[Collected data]

┄┄┄┄┄┄┄┄┄┄┄┄┄┄┄┄┄┄┄┄

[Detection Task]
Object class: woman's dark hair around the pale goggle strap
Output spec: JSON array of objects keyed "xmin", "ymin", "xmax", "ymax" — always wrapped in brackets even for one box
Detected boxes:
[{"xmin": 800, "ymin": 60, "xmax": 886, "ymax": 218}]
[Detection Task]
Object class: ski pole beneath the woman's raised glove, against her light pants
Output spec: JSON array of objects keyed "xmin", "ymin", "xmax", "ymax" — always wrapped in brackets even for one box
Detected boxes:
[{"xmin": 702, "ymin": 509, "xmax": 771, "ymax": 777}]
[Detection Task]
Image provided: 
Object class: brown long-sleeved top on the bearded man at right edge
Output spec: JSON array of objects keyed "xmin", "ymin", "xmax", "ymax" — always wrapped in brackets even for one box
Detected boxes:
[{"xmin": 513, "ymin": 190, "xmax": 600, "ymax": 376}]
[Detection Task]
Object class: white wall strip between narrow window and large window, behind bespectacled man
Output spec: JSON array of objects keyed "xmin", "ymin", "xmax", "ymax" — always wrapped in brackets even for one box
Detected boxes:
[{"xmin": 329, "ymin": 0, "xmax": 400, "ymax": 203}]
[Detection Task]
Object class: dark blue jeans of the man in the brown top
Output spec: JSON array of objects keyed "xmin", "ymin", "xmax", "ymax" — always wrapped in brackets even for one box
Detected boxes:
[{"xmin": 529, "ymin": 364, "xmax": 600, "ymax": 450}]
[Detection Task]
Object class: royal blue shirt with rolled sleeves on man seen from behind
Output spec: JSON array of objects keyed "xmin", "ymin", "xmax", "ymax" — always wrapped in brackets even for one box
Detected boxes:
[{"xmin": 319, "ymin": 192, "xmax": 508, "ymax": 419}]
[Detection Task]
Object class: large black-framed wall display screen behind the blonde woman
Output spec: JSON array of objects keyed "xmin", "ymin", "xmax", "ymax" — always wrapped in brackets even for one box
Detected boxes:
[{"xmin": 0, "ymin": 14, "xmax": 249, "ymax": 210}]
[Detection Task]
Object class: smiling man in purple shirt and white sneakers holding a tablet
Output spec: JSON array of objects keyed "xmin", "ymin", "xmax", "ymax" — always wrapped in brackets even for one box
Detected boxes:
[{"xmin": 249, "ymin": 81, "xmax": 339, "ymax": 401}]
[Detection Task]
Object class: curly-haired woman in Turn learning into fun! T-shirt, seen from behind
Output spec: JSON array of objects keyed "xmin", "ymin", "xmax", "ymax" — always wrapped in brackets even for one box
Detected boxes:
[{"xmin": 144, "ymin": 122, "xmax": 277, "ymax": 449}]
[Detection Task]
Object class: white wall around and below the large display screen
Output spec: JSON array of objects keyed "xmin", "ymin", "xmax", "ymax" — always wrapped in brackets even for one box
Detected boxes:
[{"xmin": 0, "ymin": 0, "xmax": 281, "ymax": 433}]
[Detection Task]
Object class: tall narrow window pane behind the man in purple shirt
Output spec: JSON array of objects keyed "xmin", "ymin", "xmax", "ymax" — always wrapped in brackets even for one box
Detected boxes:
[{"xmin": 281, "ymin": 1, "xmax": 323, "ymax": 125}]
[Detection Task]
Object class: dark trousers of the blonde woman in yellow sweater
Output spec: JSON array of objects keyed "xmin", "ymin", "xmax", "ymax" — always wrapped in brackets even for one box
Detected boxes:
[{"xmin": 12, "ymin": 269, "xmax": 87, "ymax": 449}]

┄┄┄┄┄┄┄┄┄┄┄┄┄┄┄┄┄┄┄┄

Work item >>
Give every entry again, exactly as it reads.

Expected answer >>
[Detection Task]
Object class: woman's dark hair around the pale goggle strap
Output spec: JSON array of objects keyed "xmin", "ymin", "xmax", "ymax" — always wrapped in brackets even for one box
Detected boxes:
[{"xmin": 800, "ymin": 60, "xmax": 886, "ymax": 218}]
[Detection Task]
Object class: ski pole beneath the woman's raised glove, against her light pants
Output spec: JSON array of objects keyed "xmin", "ymin", "xmax", "ymax" — always wrapped in brackets even for one box
Detected boxes:
[{"xmin": 702, "ymin": 509, "xmax": 771, "ymax": 777}]
[Detection Task]
Image provided: 
Object class: brown long-sleeved top on the bearded man at right edge
Output spec: JSON array of objects keyed "xmin", "ymin", "xmax", "ymax" — always wrapped in brackets even for one box
Detected boxes:
[{"xmin": 513, "ymin": 190, "xmax": 600, "ymax": 376}]
[Detection Task]
Object class: white wall strip between narrow window and large window, behind bespectacled man
Output spec: JSON array of objects keyed "xmin", "ymin", "xmax", "ymax" — always wrapped in brackets even for one box
Detected boxes:
[{"xmin": 329, "ymin": 0, "xmax": 400, "ymax": 203}]
[Detection Task]
Object class: dark blue jeans of the man in the brown top
Output spec: JSON array of objects keyed "xmin", "ymin", "xmax", "ymax" — always wrapped in brackets even for one box
Detected boxes:
[{"xmin": 529, "ymin": 364, "xmax": 600, "ymax": 450}]
[Detection Task]
Object class: royal blue shirt with rolled sleeves on man seen from behind
Output spec: JSON array of objects keyed "xmin", "ymin", "xmax", "ymax" — always wrapped in brackets even for one box
Detected boxes:
[{"xmin": 319, "ymin": 192, "xmax": 508, "ymax": 419}]
[Detection Task]
Object class: large black-framed wall display screen behind the blonde woman
Output spec: JSON array of objects keyed "xmin", "ymin", "xmax", "ymax" — always wrapped in brackets even for one box
Detected boxes:
[{"xmin": 0, "ymin": 14, "xmax": 249, "ymax": 210}]
[Detection Task]
Object class: smiling man in purple shirt and white sneakers holding a tablet
Output spec: JSON array of objects keyed "xmin", "ymin", "xmax", "ymax" — always wrapped in brackets even for one box
Detected boxes:
[{"xmin": 249, "ymin": 81, "xmax": 339, "ymax": 401}]
[Detection Task]
Object class: curly-haired woman in Turn learning into fun! T-shirt, seen from behind
Output spec: JSON array of objects keyed "xmin", "ymin", "xmax", "ymax" — always wrapped in brackets even for one box
Detected boxes:
[{"xmin": 144, "ymin": 122, "xmax": 277, "ymax": 449}]
[Detection Task]
Object class: white wall around and below the large display screen
Output spec: JSON array of objects keyed "xmin", "ymin", "xmax", "ymax" — always wrapped in brackets even for one box
Detected boxes:
[{"xmin": 0, "ymin": 0, "xmax": 281, "ymax": 433}]
[Detection Task]
Object class: tall narrow window pane behind the man in purple shirt
Output spec: JSON array of objects keyed "xmin", "ymin", "xmax", "ymax" — always wrapped in brackets even for one box
Detected boxes:
[{"xmin": 281, "ymin": 1, "xmax": 323, "ymax": 125}]
[Detection Task]
Object class: dark trousers of the blonde woman in yellow sweater
Output spec: JSON array of objects keyed "xmin", "ymin", "xmax", "ymax" — always wrapped in brackets even for one box
Detected boxes:
[{"xmin": 12, "ymin": 269, "xmax": 87, "ymax": 449}]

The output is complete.